▶ PROVIDED RECORDS
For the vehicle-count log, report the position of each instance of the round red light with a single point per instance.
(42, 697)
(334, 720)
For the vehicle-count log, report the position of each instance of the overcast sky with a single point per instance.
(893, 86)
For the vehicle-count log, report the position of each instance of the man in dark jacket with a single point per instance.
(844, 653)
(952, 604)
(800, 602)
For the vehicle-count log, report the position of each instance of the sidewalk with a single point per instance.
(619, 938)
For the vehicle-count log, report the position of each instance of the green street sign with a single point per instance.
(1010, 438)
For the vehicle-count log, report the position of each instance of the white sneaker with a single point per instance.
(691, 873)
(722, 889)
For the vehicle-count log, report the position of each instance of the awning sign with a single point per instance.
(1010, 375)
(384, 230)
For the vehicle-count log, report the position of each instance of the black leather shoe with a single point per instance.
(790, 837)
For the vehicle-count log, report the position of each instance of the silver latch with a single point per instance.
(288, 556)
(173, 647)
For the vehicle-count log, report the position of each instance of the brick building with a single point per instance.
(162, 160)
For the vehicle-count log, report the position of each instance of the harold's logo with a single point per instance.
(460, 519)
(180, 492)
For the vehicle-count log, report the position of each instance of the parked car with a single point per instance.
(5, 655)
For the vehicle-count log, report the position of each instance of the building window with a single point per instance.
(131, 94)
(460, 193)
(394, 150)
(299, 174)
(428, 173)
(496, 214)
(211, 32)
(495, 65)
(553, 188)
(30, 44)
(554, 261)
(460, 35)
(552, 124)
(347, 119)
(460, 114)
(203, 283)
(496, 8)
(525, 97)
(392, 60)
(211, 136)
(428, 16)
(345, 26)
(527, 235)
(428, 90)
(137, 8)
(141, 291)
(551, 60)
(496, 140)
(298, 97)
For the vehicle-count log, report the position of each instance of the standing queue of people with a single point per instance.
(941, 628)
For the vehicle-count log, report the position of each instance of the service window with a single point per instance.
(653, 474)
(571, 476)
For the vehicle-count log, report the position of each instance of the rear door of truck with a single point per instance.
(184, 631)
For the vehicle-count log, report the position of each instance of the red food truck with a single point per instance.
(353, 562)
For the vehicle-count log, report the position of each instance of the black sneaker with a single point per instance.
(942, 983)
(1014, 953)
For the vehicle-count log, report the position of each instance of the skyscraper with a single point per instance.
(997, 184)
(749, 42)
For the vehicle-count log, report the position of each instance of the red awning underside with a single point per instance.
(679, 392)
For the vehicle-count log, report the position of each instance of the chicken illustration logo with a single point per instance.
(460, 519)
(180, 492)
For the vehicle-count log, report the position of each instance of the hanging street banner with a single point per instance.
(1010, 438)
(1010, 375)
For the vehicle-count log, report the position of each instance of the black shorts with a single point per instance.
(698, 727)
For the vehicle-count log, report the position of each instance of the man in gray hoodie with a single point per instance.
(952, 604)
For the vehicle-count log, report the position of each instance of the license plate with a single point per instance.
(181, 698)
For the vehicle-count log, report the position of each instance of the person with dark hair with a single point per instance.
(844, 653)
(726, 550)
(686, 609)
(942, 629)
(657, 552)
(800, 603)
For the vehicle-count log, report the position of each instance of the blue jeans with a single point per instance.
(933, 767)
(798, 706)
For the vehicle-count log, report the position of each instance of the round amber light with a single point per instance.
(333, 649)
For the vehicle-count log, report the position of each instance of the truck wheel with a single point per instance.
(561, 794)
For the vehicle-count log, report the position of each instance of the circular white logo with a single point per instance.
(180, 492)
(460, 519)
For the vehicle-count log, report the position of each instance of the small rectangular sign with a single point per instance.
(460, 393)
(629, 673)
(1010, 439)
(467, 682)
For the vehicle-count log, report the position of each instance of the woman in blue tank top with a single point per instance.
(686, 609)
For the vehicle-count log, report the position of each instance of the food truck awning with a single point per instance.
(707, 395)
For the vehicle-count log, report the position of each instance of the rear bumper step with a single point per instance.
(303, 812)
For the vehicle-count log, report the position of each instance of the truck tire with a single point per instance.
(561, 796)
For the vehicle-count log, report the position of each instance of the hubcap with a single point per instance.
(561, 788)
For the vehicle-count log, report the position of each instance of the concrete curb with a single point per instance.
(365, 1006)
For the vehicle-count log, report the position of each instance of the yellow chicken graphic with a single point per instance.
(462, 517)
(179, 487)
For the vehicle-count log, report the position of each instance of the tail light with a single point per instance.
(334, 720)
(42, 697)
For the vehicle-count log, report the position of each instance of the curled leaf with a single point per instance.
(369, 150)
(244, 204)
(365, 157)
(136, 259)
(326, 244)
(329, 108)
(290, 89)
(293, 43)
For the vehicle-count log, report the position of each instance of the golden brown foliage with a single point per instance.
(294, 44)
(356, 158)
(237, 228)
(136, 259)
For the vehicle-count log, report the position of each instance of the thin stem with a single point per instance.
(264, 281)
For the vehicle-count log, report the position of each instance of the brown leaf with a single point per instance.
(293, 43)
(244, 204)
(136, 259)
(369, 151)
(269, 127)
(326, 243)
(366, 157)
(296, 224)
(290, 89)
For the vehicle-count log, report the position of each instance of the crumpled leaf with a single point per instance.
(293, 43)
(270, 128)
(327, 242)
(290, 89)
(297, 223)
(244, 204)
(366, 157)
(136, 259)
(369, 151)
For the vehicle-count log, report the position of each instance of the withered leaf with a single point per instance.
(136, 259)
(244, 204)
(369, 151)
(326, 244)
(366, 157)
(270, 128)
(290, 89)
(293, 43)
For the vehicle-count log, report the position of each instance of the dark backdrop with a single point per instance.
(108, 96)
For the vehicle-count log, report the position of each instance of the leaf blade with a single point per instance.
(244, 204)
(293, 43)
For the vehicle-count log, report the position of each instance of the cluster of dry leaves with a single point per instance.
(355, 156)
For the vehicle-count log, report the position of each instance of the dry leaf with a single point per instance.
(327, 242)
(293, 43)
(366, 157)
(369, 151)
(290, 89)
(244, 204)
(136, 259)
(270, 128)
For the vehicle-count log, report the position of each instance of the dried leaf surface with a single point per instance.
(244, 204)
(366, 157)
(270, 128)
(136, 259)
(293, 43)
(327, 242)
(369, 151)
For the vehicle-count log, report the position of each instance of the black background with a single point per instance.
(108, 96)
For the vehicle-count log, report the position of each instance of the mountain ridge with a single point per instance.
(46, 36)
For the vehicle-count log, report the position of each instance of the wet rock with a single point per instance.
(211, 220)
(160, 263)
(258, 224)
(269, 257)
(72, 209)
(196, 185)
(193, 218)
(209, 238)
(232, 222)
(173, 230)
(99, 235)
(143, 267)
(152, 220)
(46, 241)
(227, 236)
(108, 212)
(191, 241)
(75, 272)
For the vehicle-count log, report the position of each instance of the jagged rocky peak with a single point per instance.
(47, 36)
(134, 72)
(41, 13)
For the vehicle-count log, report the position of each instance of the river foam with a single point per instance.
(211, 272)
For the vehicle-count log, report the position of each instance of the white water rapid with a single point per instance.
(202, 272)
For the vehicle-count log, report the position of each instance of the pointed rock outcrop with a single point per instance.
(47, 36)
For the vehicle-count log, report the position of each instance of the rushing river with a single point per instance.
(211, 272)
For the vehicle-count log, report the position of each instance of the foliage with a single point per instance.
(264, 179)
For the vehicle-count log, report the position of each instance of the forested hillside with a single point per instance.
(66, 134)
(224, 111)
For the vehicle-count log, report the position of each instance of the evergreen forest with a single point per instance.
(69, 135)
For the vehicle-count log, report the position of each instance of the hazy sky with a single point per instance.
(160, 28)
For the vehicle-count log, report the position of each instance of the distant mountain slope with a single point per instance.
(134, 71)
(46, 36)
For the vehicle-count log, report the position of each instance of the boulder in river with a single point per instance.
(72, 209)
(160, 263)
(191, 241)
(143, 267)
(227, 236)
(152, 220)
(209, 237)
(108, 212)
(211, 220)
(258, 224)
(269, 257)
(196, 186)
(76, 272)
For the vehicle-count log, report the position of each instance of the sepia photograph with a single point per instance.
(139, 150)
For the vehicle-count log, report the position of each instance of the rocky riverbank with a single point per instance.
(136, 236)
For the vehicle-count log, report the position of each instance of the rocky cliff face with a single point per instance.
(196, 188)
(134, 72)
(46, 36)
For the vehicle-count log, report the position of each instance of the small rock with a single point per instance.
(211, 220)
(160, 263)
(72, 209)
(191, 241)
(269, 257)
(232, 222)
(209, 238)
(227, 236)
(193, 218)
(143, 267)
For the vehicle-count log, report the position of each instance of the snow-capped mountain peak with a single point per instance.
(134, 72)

▶ WHAT TO WORK ON
Print the line containing "slope with a single point per instance." and every line after it to the end of the records above, exactly as written, and nothing else.

▶ OUTPUT OF THE TASK
For the vehicle-count log, report the position of each instance of the distant mountain slope with a single point per instance.
(134, 71)
(46, 36)
For the vehicle-count log, report the position of each instance of the boulder in river with a single point per instance.
(72, 209)
(160, 263)
(191, 241)
(143, 267)
(227, 236)
(152, 220)
(209, 237)
(108, 212)
(211, 220)
(258, 224)
(269, 257)
(196, 186)
(76, 272)
For the vehicle-count log, report the position of each instance of the sepia photograph with a single point per instance.
(139, 150)
For the vehicle-count log, report the position of each instance of the rocky riverbank with a single point per instance.
(136, 236)
For the vehicle-count log, report the position of each instance of the rocky cliff face with a single point per instance.
(196, 188)
(134, 72)
(46, 36)
For the vehicle-count log, report the position of each instance of the small rock with a single point per instance.
(211, 220)
(160, 263)
(72, 209)
(191, 241)
(269, 257)
(232, 222)
(209, 238)
(227, 236)
(193, 218)
(143, 267)
For the vehicle-count log, report the position of each instance of the snow-capped mountain peak with a single point per instance.
(134, 72)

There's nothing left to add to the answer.